» GIVEN INFORMATION:
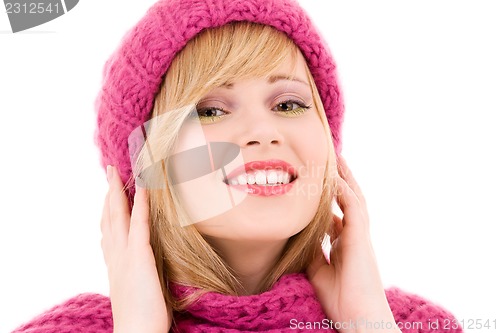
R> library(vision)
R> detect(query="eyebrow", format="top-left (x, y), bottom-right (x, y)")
top-left (219, 74), bottom-right (309, 88)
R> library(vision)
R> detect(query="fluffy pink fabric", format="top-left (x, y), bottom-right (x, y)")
top-left (12, 273), bottom-right (462, 333)
top-left (94, 0), bottom-right (345, 204)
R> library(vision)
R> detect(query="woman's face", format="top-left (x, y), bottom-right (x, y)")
top-left (170, 52), bottom-right (329, 241)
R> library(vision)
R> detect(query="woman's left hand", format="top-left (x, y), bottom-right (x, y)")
top-left (306, 155), bottom-right (401, 333)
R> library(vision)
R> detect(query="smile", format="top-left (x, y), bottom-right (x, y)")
top-left (223, 159), bottom-right (297, 196)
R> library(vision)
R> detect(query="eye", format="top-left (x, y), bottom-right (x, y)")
top-left (273, 99), bottom-right (312, 117)
top-left (194, 107), bottom-right (229, 124)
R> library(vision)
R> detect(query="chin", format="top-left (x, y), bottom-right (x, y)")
top-left (192, 185), bottom-right (321, 240)
top-left (195, 210), bottom-right (310, 242)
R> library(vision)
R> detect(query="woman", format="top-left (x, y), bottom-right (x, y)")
top-left (12, 0), bottom-right (463, 332)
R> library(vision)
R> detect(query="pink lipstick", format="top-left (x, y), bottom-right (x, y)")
top-left (224, 159), bottom-right (297, 196)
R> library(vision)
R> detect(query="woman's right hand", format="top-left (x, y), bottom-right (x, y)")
top-left (101, 165), bottom-right (171, 333)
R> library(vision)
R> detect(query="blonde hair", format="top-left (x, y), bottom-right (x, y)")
top-left (133, 21), bottom-right (338, 312)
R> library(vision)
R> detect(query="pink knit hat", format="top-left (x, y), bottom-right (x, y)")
top-left (94, 0), bottom-right (344, 203)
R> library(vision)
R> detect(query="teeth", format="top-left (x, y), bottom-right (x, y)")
top-left (283, 173), bottom-right (290, 184)
top-left (267, 171), bottom-right (278, 184)
top-left (277, 172), bottom-right (283, 184)
top-left (226, 169), bottom-right (294, 186)
top-left (237, 174), bottom-right (247, 185)
top-left (255, 171), bottom-right (267, 185)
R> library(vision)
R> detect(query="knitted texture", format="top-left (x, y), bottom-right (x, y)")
top-left (11, 293), bottom-right (112, 333)
top-left (169, 273), bottom-right (327, 332)
top-left (12, 273), bottom-right (463, 333)
top-left (94, 0), bottom-right (344, 203)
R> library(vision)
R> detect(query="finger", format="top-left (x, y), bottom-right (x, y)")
top-left (107, 165), bottom-right (131, 244)
top-left (334, 176), bottom-right (365, 224)
top-left (100, 189), bottom-right (111, 237)
top-left (128, 185), bottom-right (151, 247)
top-left (336, 155), bottom-right (366, 205)
top-left (100, 189), bottom-right (112, 264)
top-left (336, 176), bottom-right (372, 236)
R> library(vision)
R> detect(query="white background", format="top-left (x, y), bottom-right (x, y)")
top-left (1, 1), bottom-right (499, 332)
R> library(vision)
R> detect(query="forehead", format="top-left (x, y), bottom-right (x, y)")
top-left (219, 51), bottom-right (310, 88)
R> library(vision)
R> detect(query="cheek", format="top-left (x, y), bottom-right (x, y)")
top-left (294, 115), bottom-right (329, 167)
top-left (173, 122), bottom-right (208, 154)
top-left (288, 115), bottom-right (329, 204)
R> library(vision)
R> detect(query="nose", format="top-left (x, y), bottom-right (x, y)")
top-left (238, 108), bottom-right (285, 148)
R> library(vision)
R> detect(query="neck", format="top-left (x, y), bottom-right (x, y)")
top-left (204, 237), bottom-right (288, 295)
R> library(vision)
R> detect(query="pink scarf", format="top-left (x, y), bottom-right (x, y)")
top-left (12, 273), bottom-right (463, 333)
top-left (170, 273), bottom-right (330, 332)
top-left (169, 272), bottom-right (463, 332)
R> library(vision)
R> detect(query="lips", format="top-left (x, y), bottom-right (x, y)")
top-left (223, 159), bottom-right (297, 196)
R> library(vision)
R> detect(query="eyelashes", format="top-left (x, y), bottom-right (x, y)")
top-left (273, 100), bottom-right (312, 117)
top-left (195, 106), bottom-right (230, 123)
top-left (195, 99), bottom-right (312, 124)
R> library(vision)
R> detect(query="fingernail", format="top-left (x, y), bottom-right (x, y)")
top-left (106, 165), bottom-right (113, 183)
top-left (321, 233), bottom-right (332, 265)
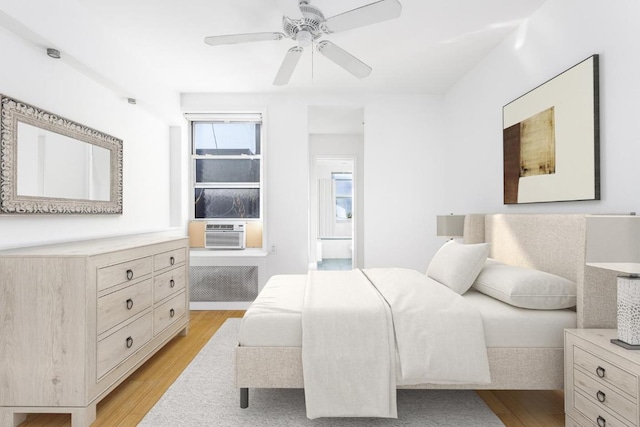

» WORK TO BE COMPLETED:
Full transcription of the material, exact in every line, without images.

» SOLUTION FOR THIS PROBLEM:
R> library(vision)
R> detect(query="eyebrow", format="top-left (x, y), bottom-right (x, y)")
top-left (219, 74), bottom-right (309, 88)
R> library(vision)
R> detect(query="fluffy pink fabric", format="top-left (x, y), bottom-right (x, y)")
top-left (12, 273), bottom-right (462, 333)
top-left (94, 0), bottom-right (345, 204)
R> library(vision)
R> detect(query="woman's face", format="top-left (x, y), bottom-right (x, y)")
top-left (170, 52), bottom-right (329, 241)
R> library(vision)
R> detect(query="woman's left hand", format="top-left (x, y), bottom-right (x, y)")
top-left (306, 155), bottom-right (401, 333)
R> library(vision)
R> detect(query="smile", format="top-left (x, y), bottom-right (x, y)")
top-left (223, 159), bottom-right (297, 196)
R> library(vision)
R> detect(query="eye", format="top-left (x, y), bottom-right (x, y)")
top-left (273, 99), bottom-right (312, 117)
top-left (194, 107), bottom-right (229, 124)
R> library(vision)
R> detect(query="chin", format="top-left (x, y), bottom-right (x, y)")
top-left (192, 185), bottom-right (321, 240)
top-left (195, 210), bottom-right (310, 242)
R> library(vision)
R> detect(query="woman", format="top-left (x, y), bottom-right (x, y)")
top-left (12, 0), bottom-right (463, 332)
R> library(vision)
R> detect(query="pink lipstick", format="top-left (x, y), bottom-right (x, y)")
top-left (224, 159), bottom-right (297, 196)
R> library(vision)
R> detect(query="woman's right hand", format="top-left (x, y), bottom-right (x, y)")
top-left (101, 165), bottom-right (171, 333)
R> library(vision)
R> detect(query="blonde hair", format="top-left (x, y), bottom-right (x, y)")
top-left (133, 21), bottom-right (338, 312)
R> library(vision)
R> detect(query="pink knit hat", format="top-left (x, y), bottom-right (x, y)")
top-left (94, 0), bottom-right (344, 203)
R> library(vision)
R> detect(query="teeth", format="top-left (x, y), bottom-right (x, y)")
top-left (283, 173), bottom-right (290, 184)
top-left (267, 171), bottom-right (278, 184)
top-left (277, 172), bottom-right (283, 184)
top-left (226, 169), bottom-right (294, 186)
top-left (237, 174), bottom-right (247, 185)
top-left (255, 171), bottom-right (267, 185)
R> library(vision)
R> detect(query="knitted texture", format="top-left (x, y), bottom-right (x, y)")
top-left (11, 293), bottom-right (112, 333)
top-left (169, 273), bottom-right (327, 332)
top-left (12, 273), bottom-right (463, 333)
top-left (94, 0), bottom-right (344, 203)
R> library(vision)
R> detect(query="finger", format="top-left (x, y), bottom-right (x, y)")
top-left (107, 165), bottom-right (131, 244)
top-left (334, 176), bottom-right (365, 224)
top-left (100, 189), bottom-right (111, 237)
top-left (128, 185), bottom-right (151, 247)
top-left (336, 155), bottom-right (366, 205)
top-left (100, 189), bottom-right (112, 264)
top-left (336, 176), bottom-right (372, 236)
R> library(vision)
R> detect(query="white background", format="top-left (x, y), bottom-right (x, y)")
top-left (1, 1), bottom-right (499, 332)
R> library(vision)
R> detect(query="forehead", format="top-left (x, y), bottom-right (x, y)")
top-left (219, 51), bottom-right (310, 88)
R> library(vision)
R> detect(query="cheek", format="top-left (x, y), bottom-right (x, y)")
top-left (294, 115), bottom-right (329, 167)
top-left (173, 122), bottom-right (208, 154)
top-left (288, 115), bottom-right (329, 204)
R> library(vision)
R> detect(query="nose", format="top-left (x, y), bottom-right (x, y)")
top-left (238, 108), bottom-right (285, 148)
R> library(vision)
R> detect(query="neck", format="top-left (x, y), bottom-right (x, y)")
top-left (204, 237), bottom-right (288, 295)
R> library(vision)
R> detect(query="pink scarf", format="top-left (x, y), bottom-right (x, y)")
top-left (12, 273), bottom-right (463, 333)
top-left (170, 273), bottom-right (330, 332)
top-left (169, 272), bottom-right (463, 332)
R> library(vision)
R> detect(query="lips", format="top-left (x, y), bottom-right (x, y)")
top-left (223, 159), bottom-right (297, 196)
R> library(vision)
R> detect(query="eyelashes", format="top-left (x, y), bottom-right (x, y)")
top-left (273, 100), bottom-right (312, 117)
top-left (195, 106), bottom-right (230, 123)
top-left (195, 99), bottom-right (312, 124)
R> library(vision)
R> detect(query="fingernail", format="top-left (x, y), bottom-right (x, y)")
top-left (106, 165), bottom-right (113, 183)
top-left (321, 233), bottom-right (332, 265)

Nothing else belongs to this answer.